Update the entries below by replacing every instance of "Scan for" with "Locate" and leaving all other text unchanged.

++++ Material for this exercise ++++

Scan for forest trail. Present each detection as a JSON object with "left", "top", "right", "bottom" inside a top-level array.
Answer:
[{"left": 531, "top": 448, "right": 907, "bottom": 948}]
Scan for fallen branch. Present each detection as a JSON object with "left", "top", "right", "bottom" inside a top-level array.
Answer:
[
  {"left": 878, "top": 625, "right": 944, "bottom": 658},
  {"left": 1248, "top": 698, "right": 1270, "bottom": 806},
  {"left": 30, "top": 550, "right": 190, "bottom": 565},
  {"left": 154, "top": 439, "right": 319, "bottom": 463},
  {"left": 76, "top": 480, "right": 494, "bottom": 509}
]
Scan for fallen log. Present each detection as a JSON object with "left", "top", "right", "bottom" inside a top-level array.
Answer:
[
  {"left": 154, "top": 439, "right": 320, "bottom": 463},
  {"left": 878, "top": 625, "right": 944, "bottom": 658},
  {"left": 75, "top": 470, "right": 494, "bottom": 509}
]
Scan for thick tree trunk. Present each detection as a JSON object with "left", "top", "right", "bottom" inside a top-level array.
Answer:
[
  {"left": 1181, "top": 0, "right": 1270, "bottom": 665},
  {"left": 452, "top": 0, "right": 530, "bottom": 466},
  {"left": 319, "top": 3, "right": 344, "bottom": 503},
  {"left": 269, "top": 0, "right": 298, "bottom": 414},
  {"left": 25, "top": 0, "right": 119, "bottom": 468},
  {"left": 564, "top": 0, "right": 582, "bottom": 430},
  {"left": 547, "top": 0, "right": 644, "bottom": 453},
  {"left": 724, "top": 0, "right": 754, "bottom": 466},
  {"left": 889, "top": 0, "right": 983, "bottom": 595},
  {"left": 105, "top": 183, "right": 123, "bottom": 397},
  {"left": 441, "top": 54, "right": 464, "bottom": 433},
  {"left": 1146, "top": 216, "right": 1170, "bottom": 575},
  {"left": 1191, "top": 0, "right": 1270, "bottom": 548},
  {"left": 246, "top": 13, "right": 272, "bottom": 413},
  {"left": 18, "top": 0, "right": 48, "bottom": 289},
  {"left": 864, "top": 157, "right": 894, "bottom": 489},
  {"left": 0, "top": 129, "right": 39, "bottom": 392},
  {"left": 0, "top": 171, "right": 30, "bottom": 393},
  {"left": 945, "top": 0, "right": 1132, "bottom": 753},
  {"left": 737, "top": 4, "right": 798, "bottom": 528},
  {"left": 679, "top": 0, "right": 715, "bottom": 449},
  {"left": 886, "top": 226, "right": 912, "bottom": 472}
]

++++

§ **Task result**:
Locate forest trail. Present each detection as a JSON object with "left", "top", "right", "bottom" inside a top-level array.
Answer:
[{"left": 531, "top": 448, "right": 907, "bottom": 948}]
Locate fallen branch. Present each detection as a JSON object with "left", "top", "right", "bottom" inside a top-level array.
Answer:
[
  {"left": 878, "top": 625, "right": 944, "bottom": 658},
  {"left": 1248, "top": 698, "right": 1270, "bottom": 806},
  {"left": 30, "top": 550, "right": 190, "bottom": 565},
  {"left": 154, "top": 439, "right": 319, "bottom": 463},
  {"left": 76, "top": 480, "right": 494, "bottom": 509}
]
Locate fallen log. Present each detection as a JSON object with "left", "top", "right", "bottom" inside a top-level array.
Answer:
[
  {"left": 154, "top": 439, "right": 320, "bottom": 463},
  {"left": 878, "top": 625, "right": 944, "bottom": 658},
  {"left": 75, "top": 470, "right": 494, "bottom": 509}
]
Locate thick tree trunk. Present each detection as a JSON object with "left", "top", "right", "bottom" inside a top-level array.
Answer:
[
  {"left": 1181, "top": 0, "right": 1270, "bottom": 665},
  {"left": 452, "top": 0, "right": 530, "bottom": 466},
  {"left": 319, "top": 3, "right": 344, "bottom": 503},
  {"left": 269, "top": 0, "right": 298, "bottom": 414},
  {"left": 25, "top": 0, "right": 119, "bottom": 468},
  {"left": 564, "top": 0, "right": 582, "bottom": 430},
  {"left": 547, "top": 0, "right": 644, "bottom": 453},
  {"left": 724, "top": 0, "right": 754, "bottom": 466},
  {"left": 889, "top": 0, "right": 983, "bottom": 595},
  {"left": 105, "top": 183, "right": 123, "bottom": 397},
  {"left": 441, "top": 54, "right": 464, "bottom": 433},
  {"left": 1146, "top": 216, "right": 1170, "bottom": 575},
  {"left": 1191, "top": 0, "right": 1270, "bottom": 548},
  {"left": 246, "top": 13, "right": 272, "bottom": 413},
  {"left": 18, "top": 0, "right": 48, "bottom": 289},
  {"left": 864, "top": 157, "right": 894, "bottom": 489},
  {"left": 0, "top": 129, "right": 39, "bottom": 392},
  {"left": 0, "top": 171, "right": 30, "bottom": 393},
  {"left": 945, "top": 0, "right": 1132, "bottom": 753},
  {"left": 737, "top": 4, "right": 798, "bottom": 528},
  {"left": 679, "top": 0, "right": 715, "bottom": 449},
  {"left": 886, "top": 226, "right": 912, "bottom": 472}
]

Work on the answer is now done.